Task description: Express every line of the listing below as a JSON list of strings, one string per line, with blank lines and the picture omitted.

Extracted data:
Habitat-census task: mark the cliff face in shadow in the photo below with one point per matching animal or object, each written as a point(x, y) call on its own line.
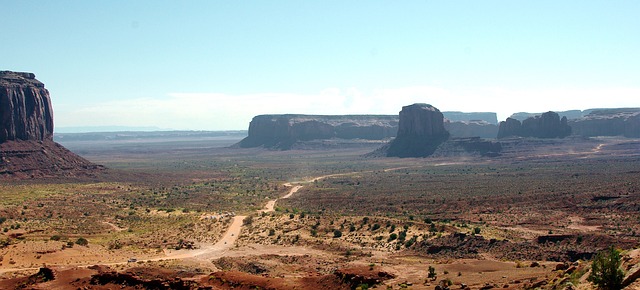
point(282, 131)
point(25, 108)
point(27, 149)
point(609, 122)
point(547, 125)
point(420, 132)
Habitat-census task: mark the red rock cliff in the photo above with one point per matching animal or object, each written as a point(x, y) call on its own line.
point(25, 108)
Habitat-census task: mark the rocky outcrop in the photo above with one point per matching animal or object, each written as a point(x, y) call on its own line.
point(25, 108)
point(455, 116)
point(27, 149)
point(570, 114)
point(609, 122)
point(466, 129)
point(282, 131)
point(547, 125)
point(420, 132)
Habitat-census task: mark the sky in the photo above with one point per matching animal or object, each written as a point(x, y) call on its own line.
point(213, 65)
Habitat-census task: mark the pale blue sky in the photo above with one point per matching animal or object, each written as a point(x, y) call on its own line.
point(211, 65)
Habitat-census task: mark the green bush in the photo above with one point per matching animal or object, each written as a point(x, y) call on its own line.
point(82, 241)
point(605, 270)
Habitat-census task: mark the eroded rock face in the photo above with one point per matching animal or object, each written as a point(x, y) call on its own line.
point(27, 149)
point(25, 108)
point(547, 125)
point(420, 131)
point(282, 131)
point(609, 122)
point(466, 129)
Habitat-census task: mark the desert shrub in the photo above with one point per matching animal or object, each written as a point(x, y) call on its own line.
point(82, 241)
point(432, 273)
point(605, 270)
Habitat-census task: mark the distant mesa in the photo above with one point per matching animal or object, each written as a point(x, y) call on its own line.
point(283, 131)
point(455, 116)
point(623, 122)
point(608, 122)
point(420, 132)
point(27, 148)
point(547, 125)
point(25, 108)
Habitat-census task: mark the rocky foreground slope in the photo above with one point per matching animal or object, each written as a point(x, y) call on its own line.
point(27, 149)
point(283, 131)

Full solution:
[
  "Habitat-census task: mark the cliff face in shadow in the photo below with one point per matching animal or object, each written as a point(x, y) call on its own line.",
  "point(282, 131)",
  "point(25, 108)",
  "point(27, 149)",
  "point(609, 122)",
  "point(547, 125)",
  "point(420, 132)",
  "Habitat-census task: mark the red rock cliff in the photo above with one point per matching animal or object, each written as a point(x, y) call on its own line.",
  "point(25, 108)",
  "Habitat-census task: mark the rocky outcrop in the photo above with one point per matching animal or object, each written as a point(x, y) call on its own line.",
  "point(25, 108)",
  "point(455, 116)",
  "point(27, 149)",
  "point(570, 114)",
  "point(609, 122)",
  "point(466, 129)",
  "point(282, 131)",
  "point(547, 125)",
  "point(420, 132)",
  "Habitat-census task: mark the sky in the photo above with one point per matching animal or object, each written as a point(x, y) call on its own line.",
  "point(213, 65)",
  "Habitat-census task: mark the pale blue sky in the photo above with one point per matching animal or object, each written as a point(x, y) call on its own line.",
  "point(211, 65)",
  "Habitat-census task: mark the green bush in the photo above with one point per matching animal or object, each written as a point(x, y) call on its own line.",
  "point(82, 241)",
  "point(605, 270)",
  "Habitat-census task: mark the eroded rock face in the photo above with one point per matching animal or object, each written as a point(x, y) call on its own line.",
  "point(27, 149)",
  "point(25, 108)",
  "point(547, 125)",
  "point(420, 131)",
  "point(282, 131)",
  "point(609, 122)",
  "point(466, 129)",
  "Habitat-census task: mark the desert shrub in the photo above with one point per matching animal or object, each written as a point(x, y) call on its own line.",
  "point(82, 241)",
  "point(432, 273)",
  "point(605, 270)",
  "Habitat-census task: mark the distant mesa in the photo above with one point per matching animal or object, each written as a point(x, y) call on its own line.",
  "point(283, 131)",
  "point(455, 116)",
  "point(623, 122)",
  "point(608, 122)",
  "point(420, 132)",
  "point(27, 148)",
  "point(547, 125)",
  "point(25, 108)",
  "Habitat-census task: mark the rocky foreground slope in the photo above with one point per matching animal or object, each written as a point(x, y) call on its own line.",
  "point(27, 149)",
  "point(283, 131)"
]